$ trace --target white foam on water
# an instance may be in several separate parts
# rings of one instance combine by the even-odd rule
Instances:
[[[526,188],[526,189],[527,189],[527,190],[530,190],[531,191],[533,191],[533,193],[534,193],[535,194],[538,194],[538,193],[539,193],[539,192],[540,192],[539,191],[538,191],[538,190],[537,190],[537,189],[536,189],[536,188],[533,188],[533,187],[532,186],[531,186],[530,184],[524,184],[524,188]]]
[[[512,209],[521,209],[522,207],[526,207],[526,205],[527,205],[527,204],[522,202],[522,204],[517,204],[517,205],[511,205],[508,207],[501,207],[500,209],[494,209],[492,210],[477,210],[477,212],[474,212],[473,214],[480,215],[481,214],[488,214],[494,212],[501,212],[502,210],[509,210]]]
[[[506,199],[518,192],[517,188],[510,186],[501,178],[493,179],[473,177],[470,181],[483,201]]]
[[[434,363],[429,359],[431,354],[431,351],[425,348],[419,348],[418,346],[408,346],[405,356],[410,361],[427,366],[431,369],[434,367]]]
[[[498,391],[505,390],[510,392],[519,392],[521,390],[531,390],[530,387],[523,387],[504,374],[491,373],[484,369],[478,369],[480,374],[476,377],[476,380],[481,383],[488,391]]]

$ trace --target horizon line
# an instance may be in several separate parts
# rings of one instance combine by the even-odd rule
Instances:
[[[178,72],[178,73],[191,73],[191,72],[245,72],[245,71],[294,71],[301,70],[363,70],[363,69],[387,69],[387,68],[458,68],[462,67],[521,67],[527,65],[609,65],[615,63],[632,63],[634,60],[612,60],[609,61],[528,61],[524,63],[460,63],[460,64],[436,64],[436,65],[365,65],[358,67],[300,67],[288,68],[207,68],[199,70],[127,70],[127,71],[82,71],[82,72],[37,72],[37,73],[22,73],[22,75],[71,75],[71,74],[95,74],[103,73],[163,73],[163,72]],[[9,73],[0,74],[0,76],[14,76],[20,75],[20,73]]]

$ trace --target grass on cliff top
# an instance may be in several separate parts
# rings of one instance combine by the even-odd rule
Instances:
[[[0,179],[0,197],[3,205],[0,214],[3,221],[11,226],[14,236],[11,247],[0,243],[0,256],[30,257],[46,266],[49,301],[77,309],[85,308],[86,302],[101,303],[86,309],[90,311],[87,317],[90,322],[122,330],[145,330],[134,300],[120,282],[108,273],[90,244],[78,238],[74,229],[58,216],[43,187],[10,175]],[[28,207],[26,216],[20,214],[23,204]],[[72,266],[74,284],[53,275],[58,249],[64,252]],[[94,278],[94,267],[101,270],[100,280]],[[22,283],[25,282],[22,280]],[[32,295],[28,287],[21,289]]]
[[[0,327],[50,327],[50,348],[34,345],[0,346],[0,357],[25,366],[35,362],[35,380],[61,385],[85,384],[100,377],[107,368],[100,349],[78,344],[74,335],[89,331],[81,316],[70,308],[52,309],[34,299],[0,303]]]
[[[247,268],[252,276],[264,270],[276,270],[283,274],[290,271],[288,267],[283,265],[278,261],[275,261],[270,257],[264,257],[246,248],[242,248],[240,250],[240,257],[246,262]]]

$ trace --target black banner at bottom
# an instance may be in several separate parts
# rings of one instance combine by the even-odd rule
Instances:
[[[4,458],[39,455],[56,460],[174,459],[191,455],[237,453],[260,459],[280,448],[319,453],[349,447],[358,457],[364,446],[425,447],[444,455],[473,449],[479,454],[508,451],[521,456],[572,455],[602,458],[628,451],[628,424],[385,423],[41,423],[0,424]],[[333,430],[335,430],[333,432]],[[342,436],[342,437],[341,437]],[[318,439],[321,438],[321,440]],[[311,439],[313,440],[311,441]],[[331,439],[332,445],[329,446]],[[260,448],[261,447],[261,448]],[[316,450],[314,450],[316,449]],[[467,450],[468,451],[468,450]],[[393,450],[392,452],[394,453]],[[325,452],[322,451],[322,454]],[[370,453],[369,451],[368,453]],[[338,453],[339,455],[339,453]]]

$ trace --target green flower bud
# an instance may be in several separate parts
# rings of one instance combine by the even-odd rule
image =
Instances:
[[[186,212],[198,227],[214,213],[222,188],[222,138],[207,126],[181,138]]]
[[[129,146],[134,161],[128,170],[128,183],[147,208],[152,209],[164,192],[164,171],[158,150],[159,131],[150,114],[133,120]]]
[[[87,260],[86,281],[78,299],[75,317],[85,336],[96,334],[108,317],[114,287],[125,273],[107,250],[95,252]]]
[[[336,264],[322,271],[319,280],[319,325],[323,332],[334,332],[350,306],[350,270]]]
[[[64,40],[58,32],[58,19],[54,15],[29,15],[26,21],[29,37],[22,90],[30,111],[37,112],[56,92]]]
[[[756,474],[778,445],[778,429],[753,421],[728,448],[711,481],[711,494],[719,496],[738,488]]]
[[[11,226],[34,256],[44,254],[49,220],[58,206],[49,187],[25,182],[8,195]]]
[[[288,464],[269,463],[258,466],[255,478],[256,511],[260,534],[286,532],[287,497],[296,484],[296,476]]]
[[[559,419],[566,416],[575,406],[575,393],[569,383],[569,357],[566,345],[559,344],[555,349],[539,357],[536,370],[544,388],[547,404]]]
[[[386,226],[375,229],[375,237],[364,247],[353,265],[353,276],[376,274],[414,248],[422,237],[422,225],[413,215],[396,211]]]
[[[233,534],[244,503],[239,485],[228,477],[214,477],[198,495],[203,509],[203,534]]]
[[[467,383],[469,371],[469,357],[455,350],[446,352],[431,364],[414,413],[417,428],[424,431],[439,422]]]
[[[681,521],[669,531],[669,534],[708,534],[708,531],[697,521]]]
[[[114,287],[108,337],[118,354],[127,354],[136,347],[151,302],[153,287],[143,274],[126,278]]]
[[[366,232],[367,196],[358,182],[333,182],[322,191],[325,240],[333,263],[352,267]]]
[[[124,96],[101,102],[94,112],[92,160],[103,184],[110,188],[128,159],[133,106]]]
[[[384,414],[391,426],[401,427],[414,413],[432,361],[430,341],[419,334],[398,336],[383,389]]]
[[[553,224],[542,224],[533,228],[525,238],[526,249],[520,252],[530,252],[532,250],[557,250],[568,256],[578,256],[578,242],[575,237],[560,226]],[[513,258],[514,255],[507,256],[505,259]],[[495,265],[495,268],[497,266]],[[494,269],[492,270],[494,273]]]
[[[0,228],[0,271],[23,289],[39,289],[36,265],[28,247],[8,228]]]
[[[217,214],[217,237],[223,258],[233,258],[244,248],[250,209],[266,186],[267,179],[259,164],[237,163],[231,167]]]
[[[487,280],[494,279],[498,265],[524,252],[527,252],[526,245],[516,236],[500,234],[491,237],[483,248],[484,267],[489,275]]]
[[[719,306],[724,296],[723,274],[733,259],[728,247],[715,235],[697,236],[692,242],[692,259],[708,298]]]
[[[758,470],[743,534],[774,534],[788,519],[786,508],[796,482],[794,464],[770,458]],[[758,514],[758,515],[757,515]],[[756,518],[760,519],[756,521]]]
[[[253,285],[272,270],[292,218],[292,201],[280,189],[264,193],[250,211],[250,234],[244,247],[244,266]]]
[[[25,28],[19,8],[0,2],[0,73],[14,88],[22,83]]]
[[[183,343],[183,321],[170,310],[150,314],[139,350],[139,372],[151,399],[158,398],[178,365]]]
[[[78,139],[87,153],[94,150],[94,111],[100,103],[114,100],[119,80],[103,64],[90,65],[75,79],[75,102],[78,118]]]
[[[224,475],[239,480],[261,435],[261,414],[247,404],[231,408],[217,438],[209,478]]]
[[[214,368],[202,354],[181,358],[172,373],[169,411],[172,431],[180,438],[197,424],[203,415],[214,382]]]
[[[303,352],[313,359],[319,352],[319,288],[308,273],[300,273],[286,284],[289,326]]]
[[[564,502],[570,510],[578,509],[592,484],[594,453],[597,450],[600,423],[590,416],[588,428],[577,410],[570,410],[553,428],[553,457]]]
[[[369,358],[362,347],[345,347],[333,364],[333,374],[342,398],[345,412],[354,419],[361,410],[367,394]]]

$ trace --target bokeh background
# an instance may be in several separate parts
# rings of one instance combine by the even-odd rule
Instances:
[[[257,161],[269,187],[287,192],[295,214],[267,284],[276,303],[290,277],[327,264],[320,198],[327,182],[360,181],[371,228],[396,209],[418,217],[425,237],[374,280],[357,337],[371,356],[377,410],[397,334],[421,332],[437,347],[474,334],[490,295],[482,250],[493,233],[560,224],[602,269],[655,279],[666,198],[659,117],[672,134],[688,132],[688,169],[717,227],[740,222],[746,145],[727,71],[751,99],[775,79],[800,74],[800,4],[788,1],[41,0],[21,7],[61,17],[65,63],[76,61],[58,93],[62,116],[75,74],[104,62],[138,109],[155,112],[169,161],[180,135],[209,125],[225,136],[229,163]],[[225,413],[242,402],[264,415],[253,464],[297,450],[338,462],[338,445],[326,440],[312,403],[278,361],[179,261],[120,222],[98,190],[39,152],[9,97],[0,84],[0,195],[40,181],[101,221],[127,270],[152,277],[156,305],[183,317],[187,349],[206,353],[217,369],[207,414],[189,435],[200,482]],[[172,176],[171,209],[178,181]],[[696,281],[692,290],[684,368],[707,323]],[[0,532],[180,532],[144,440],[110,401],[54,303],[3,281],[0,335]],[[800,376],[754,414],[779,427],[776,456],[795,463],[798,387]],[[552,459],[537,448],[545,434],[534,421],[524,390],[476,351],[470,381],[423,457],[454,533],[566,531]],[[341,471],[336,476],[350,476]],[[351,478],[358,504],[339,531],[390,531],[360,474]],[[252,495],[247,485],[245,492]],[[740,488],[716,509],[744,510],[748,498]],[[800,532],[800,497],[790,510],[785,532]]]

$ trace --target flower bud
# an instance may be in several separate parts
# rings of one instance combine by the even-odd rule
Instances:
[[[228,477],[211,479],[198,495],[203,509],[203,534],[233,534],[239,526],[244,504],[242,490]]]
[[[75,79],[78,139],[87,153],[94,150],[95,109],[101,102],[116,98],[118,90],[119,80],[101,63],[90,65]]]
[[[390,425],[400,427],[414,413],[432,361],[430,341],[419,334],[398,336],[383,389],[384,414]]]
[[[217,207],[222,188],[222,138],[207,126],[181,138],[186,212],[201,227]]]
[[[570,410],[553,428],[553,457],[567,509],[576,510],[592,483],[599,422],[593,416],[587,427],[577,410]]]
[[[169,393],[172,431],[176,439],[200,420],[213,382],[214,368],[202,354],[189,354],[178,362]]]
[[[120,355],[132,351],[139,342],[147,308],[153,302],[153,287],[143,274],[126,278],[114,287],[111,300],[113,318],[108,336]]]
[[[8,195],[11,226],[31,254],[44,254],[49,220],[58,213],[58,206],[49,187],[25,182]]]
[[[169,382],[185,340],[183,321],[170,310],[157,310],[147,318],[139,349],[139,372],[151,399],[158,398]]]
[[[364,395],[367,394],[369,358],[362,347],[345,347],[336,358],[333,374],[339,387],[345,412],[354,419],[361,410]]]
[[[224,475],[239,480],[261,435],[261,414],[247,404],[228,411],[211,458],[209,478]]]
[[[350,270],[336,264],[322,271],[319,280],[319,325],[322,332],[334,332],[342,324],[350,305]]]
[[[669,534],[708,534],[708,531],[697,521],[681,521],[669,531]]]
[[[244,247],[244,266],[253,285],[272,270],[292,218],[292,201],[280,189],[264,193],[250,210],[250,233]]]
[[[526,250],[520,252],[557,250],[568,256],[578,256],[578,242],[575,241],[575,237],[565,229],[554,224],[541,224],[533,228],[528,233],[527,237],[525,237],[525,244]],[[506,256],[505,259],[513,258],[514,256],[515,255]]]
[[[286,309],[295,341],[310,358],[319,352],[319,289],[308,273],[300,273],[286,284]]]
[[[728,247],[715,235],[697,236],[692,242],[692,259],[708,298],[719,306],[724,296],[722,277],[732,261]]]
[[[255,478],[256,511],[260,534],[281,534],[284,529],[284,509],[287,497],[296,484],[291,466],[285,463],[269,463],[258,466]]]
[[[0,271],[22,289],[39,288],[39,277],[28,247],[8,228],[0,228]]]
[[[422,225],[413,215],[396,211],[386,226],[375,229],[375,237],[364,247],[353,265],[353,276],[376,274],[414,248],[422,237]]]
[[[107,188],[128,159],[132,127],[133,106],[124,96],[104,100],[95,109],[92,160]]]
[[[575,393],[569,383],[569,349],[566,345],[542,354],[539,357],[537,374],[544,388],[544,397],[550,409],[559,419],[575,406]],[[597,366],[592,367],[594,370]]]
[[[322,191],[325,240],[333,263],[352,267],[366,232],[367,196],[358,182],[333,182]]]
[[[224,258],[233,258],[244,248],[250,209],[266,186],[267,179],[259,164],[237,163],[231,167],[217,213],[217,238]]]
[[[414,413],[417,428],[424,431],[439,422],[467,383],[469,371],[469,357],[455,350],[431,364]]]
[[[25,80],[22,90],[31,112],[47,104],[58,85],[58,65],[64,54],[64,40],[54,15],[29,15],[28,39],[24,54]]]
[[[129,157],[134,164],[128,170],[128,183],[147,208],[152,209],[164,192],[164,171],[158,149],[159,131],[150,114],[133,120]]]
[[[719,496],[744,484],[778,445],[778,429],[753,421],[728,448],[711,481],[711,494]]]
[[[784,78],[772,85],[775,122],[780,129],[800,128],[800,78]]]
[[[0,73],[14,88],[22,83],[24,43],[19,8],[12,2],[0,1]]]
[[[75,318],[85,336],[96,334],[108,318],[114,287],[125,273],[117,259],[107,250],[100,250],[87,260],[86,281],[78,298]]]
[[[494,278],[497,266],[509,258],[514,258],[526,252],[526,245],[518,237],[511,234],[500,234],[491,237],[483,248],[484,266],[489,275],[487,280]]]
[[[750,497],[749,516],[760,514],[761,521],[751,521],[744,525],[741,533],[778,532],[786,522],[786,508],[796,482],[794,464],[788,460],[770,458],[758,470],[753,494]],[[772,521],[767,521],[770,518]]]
————
◆ **Objective**
List every line of the data above that contains the word "trace".

◆ **Response below**
$ trace --target white foam on water
$ trace --target horizon line
$ trace --target grass on cliff top
$ trace --target black banner at bottom
$ trace --target green flower bud
$ trace --target bokeh background
$ trace --target flower bud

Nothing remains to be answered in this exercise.